- [Aim of the exercise]:
In the entries below, which lines run from the one containing "TARGET = hillside" to the one containing "TARGET = person crouching on snow"? Copy exactly those lines, ends included, and no others.

(Data items)
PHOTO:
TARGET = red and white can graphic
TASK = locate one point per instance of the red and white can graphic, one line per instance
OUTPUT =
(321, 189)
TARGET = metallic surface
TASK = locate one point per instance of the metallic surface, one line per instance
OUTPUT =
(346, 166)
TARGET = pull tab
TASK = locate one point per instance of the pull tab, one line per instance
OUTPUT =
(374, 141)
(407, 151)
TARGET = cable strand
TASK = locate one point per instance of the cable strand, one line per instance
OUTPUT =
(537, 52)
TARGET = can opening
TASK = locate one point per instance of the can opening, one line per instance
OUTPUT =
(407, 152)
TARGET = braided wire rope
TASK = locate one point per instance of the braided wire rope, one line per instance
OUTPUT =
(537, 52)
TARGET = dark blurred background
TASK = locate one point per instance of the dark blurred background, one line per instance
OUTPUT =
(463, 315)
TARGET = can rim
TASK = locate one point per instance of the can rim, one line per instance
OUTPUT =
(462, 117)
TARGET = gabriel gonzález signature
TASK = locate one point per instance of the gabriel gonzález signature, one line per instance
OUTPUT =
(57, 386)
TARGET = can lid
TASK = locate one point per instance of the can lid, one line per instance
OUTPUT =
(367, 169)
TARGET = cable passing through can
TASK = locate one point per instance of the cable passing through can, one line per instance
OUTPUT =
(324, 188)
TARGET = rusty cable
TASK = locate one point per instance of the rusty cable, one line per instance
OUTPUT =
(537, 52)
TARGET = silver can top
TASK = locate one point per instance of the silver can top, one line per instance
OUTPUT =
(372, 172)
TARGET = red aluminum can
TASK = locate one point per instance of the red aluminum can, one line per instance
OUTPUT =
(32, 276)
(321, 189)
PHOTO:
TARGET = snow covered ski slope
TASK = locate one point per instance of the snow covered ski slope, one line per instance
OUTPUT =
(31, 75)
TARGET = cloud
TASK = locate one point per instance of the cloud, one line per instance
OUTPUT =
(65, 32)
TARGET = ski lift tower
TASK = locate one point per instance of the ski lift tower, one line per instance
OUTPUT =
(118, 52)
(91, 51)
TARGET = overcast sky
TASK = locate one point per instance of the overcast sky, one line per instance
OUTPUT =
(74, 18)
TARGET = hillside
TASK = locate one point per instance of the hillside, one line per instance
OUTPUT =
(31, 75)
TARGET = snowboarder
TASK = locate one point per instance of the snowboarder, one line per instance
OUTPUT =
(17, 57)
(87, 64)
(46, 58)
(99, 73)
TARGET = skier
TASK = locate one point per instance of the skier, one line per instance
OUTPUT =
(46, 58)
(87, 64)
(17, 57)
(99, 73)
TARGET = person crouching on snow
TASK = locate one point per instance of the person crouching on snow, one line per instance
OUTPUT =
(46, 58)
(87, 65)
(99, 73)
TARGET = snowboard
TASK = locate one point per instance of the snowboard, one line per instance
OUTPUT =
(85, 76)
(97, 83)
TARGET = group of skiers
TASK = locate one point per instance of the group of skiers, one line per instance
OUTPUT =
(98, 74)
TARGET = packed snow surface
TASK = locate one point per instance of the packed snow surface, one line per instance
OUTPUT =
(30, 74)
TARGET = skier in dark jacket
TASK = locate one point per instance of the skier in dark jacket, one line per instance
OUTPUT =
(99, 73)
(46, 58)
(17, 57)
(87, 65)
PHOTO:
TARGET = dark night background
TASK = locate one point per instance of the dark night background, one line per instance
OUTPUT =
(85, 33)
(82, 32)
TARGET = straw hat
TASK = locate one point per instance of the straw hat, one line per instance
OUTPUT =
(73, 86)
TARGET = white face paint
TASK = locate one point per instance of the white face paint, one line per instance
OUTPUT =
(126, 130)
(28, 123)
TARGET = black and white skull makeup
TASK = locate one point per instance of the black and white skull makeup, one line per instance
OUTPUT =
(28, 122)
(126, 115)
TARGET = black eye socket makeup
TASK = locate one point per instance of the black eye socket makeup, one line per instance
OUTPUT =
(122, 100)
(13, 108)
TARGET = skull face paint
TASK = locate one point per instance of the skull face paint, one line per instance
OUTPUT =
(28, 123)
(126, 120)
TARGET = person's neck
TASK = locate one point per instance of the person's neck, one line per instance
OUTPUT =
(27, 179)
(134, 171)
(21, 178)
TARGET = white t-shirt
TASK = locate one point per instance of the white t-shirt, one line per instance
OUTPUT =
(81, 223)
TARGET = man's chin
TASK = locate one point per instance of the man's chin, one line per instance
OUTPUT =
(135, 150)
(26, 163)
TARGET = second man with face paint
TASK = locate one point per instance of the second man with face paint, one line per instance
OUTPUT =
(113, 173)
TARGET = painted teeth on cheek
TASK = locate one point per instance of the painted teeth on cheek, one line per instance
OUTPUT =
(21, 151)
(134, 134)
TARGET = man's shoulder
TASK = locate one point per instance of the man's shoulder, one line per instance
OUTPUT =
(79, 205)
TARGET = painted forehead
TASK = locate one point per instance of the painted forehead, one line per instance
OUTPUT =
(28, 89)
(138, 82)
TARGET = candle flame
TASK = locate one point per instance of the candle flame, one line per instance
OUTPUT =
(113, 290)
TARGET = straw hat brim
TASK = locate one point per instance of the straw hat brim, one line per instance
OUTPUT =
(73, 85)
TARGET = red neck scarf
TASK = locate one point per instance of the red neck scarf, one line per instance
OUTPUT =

- [Solution for this task]:
TARGET = hillside
TASK = locate one point per instance of the hillside, one line per instance
OUTPUT =
(31, 75)
TARGET = snowboarder
TASK = locate one point per instance of the snowboarder, one line per instance
OUTPUT =
(17, 57)
(87, 64)
(46, 58)
(99, 73)
TARGET = skier
TASK = locate one point per instance of the skier, one line per instance
OUTPUT =
(46, 58)
(87, 64)
(17, 57)
(99, 73)
TARGET = person crouching on snow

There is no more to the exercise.